→ SUPPLIED PASSAGE

--*--

Prior studies examined the importance of good leadership skills for those in leadership positions; however, this study addressed a gap in literature regarding how leadership characteristics in supervised employees can impact job satisfaction. The purpose of this quantitative study was to assess the influence of authentic leadership on employees job performance in Dangote Industries. Authentic leadership emerged from the theory of positive psychology which surmises that self-growth coincides with a focus on the development of others and is based on the premise that individual improvement is gained by focusing on positive personality aspects. Employees ofrom Dangote industries were surveyed using the questionnaire.. Participants (N = 138) completed the Authentic Leadership Questionnaire and the Job Descriptive Index.
Research questions were addressed by using three logistic regression models to show the effect between the independent variable (authentic leadership) and leader-member exchange and job performance The results of this study were that a significant association existed between authentic leadership and job performance, as well as general job satisfaction, but not between authentic leadership and task satisfaction or leader satisfaction. Implications for positive social change include the improvement of human resource processes. Human resource professionals could use authentic leadership in employee recruitment by gearing onboarding assessments to authenticity constructs such as ethical conduct and transparency. In addition, employee training designed around authentic traits may reduce job-related stress, absenteeism, and job turnover.

--*--

→ ENTRIES SUPPLIED

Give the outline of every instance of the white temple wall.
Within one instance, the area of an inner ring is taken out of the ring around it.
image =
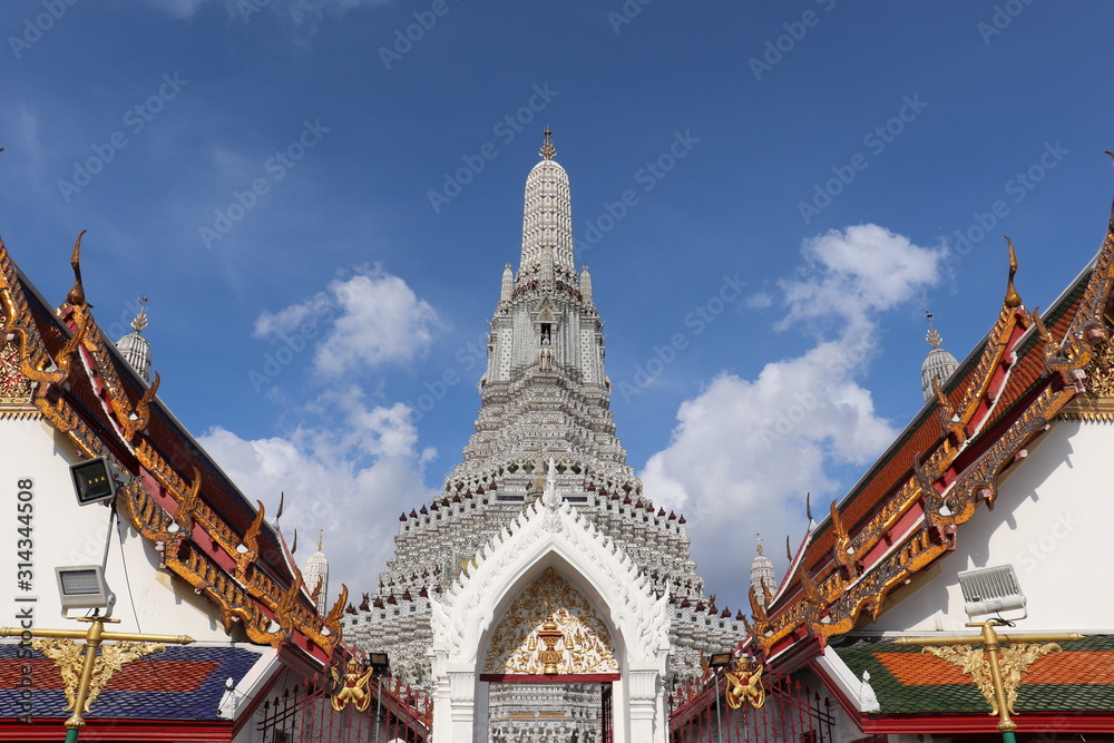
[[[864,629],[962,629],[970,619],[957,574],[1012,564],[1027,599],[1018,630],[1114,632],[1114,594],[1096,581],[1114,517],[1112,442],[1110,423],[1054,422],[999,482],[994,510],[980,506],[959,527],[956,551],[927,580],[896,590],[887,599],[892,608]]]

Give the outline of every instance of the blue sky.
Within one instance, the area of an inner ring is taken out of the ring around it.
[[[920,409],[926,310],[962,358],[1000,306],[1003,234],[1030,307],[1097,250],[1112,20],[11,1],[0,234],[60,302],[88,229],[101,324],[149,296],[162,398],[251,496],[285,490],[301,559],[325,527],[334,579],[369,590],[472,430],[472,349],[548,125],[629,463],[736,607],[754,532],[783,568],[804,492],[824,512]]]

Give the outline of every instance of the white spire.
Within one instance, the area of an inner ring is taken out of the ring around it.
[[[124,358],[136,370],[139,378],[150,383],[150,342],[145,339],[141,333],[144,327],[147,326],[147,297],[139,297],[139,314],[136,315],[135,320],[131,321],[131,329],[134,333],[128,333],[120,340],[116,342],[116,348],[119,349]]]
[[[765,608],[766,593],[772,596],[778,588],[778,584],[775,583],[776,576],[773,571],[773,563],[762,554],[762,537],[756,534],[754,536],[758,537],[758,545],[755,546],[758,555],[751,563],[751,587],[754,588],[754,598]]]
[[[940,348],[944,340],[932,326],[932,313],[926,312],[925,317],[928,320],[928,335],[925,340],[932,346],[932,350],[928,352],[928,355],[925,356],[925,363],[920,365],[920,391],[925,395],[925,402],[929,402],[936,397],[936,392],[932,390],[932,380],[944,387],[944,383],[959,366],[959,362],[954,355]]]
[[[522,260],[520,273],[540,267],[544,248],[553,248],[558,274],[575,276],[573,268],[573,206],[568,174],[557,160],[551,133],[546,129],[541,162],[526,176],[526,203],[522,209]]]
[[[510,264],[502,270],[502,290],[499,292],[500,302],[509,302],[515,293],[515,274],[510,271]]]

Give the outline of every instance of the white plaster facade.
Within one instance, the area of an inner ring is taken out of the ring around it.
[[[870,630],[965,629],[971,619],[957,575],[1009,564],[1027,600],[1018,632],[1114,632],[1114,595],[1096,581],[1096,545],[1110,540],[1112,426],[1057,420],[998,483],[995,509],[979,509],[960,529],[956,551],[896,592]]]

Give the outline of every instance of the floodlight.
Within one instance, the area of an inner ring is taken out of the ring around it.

--*--

→ WHAT YOU NEED TO DO
(A) Copy the stretch of the authentic leadership abstract from "Prior studies examined" through "Job Descriptive Index.", word for word.
(B) Pick up the authentic leadership abstract where it stops and keep writing it.

→ TASK RESULTS
(A)
Prior studies examined the importance of good leadership skills for those in leadership positions; however, this study addressed a gap in literature regarding how leadership characteristics in supervised employees can impact job satisfaction. The purpose of this quantitative study was to assess the influence of authentic leadership on employees job performance in Dangote Industries. Authentic leadership emerged from the theory of positive psychology which surmises that self-growth coincides with a focus on the development of others and is based on the premise that individual improvement is gained by focusing on positive personality aspects. Employees ofrom Dangote industries were surveyed using the questionnaire.. Participants (N = 138) completed the Authentic Leadership Questionnaire and the Job Descriptive Index.

(B)
1.1 Background of the study
The focus of this study was the examination of authentic leadership as it related to job satisfaction in employees who were under supervision. The study is significant because research on leadership traits that induce employee job satisfaction is important to industry as it could be a solution to several industry-related issues, such as how to improve retention rates, increase job satisfaction, reduce job stress, decrease absenteeism, and increase productivity and profitability (Sousa-Lima, Michel, & Caetano, 2013; Wang & Hsieh, 2013). Authentic leadership is a management style that encourages employees by seeking their input while modeling ethical behavior and, thus, may improve work culture.
Characteristics associated with authenticity are ethical behavior, transparency, self- awareness, and informed decision-making (Fusco, O’Riordan & Palmer, 2015; Walumbwa, Wang, Wang, Schaubroeck, & Avolio, 2010). Although there are many leadership styles that claim ethics as a primary characteristic, authentic leadership differs in its focus on self- awareness and transparency (Azanza, Moriano, & Molerob, 2013).
Efficient and effective leadership capabilities are believed to be rooted in ethics, personalities, and motives (Valentine, Hollingworth, & Eidsness, 2014). However, characteristics associated with positive leadership are not exclusively possessed by leaders, they also exist in the personalities of supervised employees (Sharp, Roche, & Cable, 2015; Tonkin, 2013). Organizational leaders do not make a company successful singlehandedly (Azanza et al., 2013). They rely on subordinate workers to manage their time so that deadlines are met, collaborate with colleagues, and problem-solve to overcome challenges. Therefore, it is important that they possess leadership characteristics to maintain the functionality of their workplace (Azanza et al., 2013;
Hsiung, 2012) Positive social change may result from a greater understanding of how subordinate staff uses leadership characteristics to regulate their actions, interactions, and work quality to the benefit of the work culture (Sousa-Lima et al., 2013).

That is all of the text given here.